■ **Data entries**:
______
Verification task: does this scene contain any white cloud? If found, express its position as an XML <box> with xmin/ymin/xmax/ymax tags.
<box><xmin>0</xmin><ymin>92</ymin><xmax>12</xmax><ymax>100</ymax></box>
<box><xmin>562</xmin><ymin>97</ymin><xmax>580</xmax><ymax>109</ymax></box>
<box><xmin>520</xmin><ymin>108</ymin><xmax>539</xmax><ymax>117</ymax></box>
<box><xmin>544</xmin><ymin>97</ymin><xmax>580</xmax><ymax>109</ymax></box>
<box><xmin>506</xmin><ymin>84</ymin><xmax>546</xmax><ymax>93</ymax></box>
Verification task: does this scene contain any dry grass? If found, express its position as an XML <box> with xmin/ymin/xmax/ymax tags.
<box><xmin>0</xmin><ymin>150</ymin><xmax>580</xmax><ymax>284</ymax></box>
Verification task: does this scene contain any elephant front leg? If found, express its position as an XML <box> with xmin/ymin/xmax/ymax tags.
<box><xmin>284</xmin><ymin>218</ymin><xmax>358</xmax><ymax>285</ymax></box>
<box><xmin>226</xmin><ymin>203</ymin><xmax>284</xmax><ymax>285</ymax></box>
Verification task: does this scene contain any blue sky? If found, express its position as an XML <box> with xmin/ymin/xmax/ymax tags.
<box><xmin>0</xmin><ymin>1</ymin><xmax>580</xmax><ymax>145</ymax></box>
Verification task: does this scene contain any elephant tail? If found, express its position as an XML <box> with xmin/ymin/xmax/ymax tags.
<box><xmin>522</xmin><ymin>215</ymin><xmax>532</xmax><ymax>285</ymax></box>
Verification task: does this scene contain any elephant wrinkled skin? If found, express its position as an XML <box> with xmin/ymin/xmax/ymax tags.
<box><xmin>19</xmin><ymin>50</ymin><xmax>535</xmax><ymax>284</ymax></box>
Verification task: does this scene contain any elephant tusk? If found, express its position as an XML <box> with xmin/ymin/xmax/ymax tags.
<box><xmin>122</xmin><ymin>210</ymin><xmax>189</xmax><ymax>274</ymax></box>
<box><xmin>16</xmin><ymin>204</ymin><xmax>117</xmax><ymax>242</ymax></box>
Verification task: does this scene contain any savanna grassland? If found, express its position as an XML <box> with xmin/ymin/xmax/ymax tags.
______
■ **Task brief**: Format the data above as a JSON list of strings, one string per line, omitting any blank lines.

■ **Exercise answer**:
[
  "Verification task: does this scene contain any white cloud? If found, express its position as an XML <box> with xmin/ymin/xmax/ymax tags.",
  "<box><xmin>0</xmin><ymin>92</ymin><xmax>12</xmax><ymax>100</ymax></box>",
  "<box><xmin>562</xmin><ymin>97</ymin><xmax>580</xmax><ymax>109</ymax></box>",
  "<box><xmin>520</xmin><ymin>108</ymin><xmax>539</xmax><ymax>117</ymax></box>",
  "<box><xmin>544</xmin><ymin>97</ymin><xmax>580</xmax><ymax>109</ymax></box>",
  "<box><xmin>506</xmin><ymin>84</ymin><xmax>546</xmax><ymax>93</ymax></box>",
  "Verification task: does this scene contain any dry grass? If found, express its position as an XML <box> with xmin/ymin/xmax/ymax tags.",
  "<box><xmin>0</xmin><ymin>150</ymin><xmax>580</xmax><ymax>284</ymax></box>",
  "Verification task: does this scene contain any elephant front leg? If found, express its position as an XML <box> with xmin/ymin/xmax/ymax tags.",
  "<box><xmin>284</xmin><ymin>218</ymin><xmax>358</xmax><ymax>285</ymax></box>",
  "<box><xmin>226</xmin><ymin>203</ymin><xmax>284</xmax><ymax>285</ymax></box>",
  "Verification task: does this scene contain any blue sky? If found, express its position as an XML <box> with xmin/ymin/xmax/ymax tags.",
  "<box><xmin>0</xmin><ymin>1</ymin><xmax>580</xmax><ymax>145</ymax></box>",
  "Verification task: does this scene contain any elephant tail? If found, express its position as an XML <box> with xmin/ymin/xmax/ymax tags.",
  "<box><xmin>522</xmin><ymin>215</ymin><xmax>532</xmax><ymax>285</ymax></box>",
  "Verification task: does this scene contain any elephant wrinkled skin? If found, express its position as an XML <box> with xmin/ymin/xmax/ymax tags.",
  "<box><xmin>19</xmin><ymin>50</ymin><xmax>535</xmax><ymax>284</ymax></box>",
  "Verification task: does this scene contain any elephant tusk? If found, express its position as an XML <box> with xmin/ymin/xmax/ymax tags.",
  "<box><xmin>122</xmin><ymin>210</ymin><xmax>189</xmax><ymax>274</ymax></box>",
  "<box><xmin>16</xmin><ymin>204</ymin><xmax>117</xmax><ymax>242</ymax></box>",
  "Verification task: does this scene contain any savanna grassland? If found, express its position as an XML <box> with xmin/ymin/xmax/ymax tags."
]